TASK OBJECTIVE: Some lines below hold "coords". Pick them out and copy them.
== THE DATA ==
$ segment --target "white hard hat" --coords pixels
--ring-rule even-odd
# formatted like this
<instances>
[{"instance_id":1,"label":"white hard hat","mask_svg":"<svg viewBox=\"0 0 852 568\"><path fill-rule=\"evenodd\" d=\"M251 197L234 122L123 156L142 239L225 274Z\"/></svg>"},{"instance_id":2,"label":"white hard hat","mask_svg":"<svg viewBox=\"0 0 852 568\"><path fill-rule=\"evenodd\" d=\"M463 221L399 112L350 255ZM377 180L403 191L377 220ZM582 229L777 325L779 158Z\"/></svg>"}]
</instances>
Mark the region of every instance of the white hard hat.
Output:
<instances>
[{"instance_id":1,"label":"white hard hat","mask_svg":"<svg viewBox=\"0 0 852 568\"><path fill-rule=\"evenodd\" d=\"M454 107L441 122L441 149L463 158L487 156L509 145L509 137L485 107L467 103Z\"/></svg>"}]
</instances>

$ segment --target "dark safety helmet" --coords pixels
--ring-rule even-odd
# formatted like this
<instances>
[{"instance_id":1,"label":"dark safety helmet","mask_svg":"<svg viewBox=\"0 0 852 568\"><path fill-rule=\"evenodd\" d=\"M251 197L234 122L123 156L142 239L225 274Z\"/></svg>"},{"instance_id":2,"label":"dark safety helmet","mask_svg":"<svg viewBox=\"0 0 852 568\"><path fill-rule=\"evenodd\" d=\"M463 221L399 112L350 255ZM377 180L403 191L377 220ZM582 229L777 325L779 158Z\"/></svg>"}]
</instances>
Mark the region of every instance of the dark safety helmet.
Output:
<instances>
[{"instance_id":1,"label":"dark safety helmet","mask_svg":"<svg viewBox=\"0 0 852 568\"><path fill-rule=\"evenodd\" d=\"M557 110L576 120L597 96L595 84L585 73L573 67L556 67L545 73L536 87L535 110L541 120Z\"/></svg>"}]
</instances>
===
EXERCISE RESPONSE:
$ segment --target "white hard hat" --coords pixels
$ segment --target "dark safety helmet" --coords pixels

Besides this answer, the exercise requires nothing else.